• _Qué entregar_
Reporta cada línea de las entradas que contenga la cadena "window", copiada íntegramente. Se distingue entre mayúsculas y minúsculas.

━━ Extracto de datos ━━

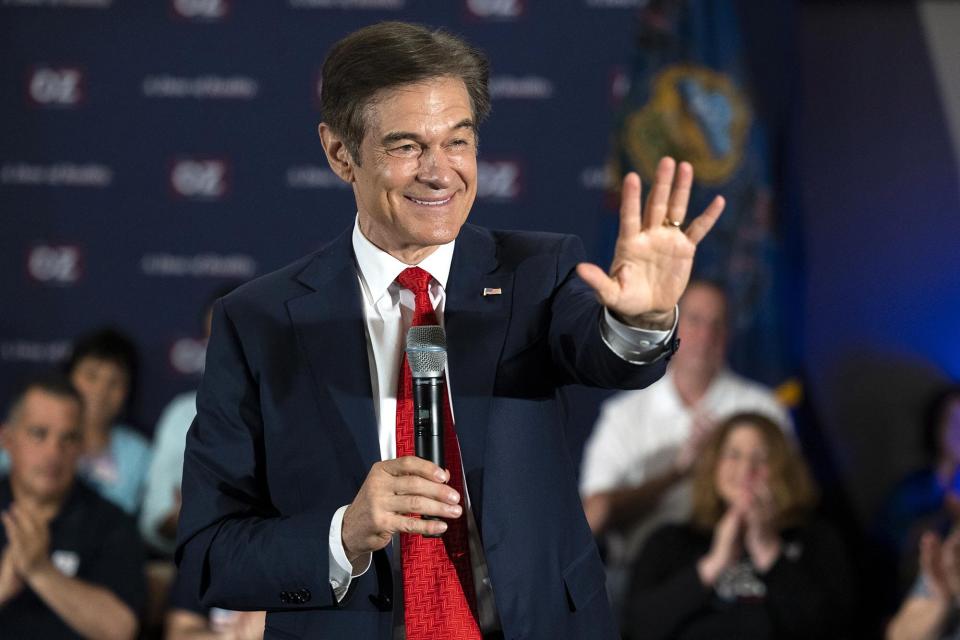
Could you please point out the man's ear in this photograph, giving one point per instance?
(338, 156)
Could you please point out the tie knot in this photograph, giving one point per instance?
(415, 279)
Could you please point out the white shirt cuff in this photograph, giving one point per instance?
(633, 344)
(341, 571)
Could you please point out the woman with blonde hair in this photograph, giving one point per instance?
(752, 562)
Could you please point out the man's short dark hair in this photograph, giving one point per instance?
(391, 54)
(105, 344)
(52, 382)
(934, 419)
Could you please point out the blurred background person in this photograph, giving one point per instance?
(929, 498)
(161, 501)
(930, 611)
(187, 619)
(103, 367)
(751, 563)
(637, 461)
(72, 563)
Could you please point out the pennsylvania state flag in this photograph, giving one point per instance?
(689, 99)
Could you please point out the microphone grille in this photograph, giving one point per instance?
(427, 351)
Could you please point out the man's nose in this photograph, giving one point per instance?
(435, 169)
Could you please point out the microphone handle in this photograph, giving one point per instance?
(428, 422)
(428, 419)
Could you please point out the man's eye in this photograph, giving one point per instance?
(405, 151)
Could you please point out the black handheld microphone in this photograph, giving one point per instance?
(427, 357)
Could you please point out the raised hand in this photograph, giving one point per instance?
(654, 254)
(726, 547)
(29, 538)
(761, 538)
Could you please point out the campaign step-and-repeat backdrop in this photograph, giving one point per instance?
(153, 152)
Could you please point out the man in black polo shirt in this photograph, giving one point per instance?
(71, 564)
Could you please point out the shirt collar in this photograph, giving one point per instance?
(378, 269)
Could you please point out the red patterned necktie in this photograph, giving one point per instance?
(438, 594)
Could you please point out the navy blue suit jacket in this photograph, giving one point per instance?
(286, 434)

━━━
━━ Extracto de datos ━━

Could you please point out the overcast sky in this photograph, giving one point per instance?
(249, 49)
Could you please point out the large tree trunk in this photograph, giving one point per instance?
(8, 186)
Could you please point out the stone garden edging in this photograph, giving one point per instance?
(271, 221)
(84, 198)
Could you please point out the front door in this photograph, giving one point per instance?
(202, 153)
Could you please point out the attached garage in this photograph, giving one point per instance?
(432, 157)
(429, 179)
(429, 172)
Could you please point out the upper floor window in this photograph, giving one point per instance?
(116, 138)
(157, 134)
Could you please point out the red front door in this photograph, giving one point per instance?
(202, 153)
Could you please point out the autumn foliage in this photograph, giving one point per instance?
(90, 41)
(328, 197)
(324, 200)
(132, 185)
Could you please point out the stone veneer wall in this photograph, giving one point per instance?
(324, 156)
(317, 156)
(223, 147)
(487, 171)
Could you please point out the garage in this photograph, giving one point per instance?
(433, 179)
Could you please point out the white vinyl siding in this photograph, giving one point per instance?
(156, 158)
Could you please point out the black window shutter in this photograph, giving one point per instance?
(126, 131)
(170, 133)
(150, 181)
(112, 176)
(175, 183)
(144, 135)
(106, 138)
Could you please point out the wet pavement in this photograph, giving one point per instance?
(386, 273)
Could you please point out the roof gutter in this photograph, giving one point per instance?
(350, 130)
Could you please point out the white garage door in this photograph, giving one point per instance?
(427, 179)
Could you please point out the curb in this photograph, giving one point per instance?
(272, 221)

━━━

• _Solución completa_
Could you please point out the upper floor window in this photograph, giving one point per instance?
Could you please point out the black window shutter in this photograph, giving one point per instance?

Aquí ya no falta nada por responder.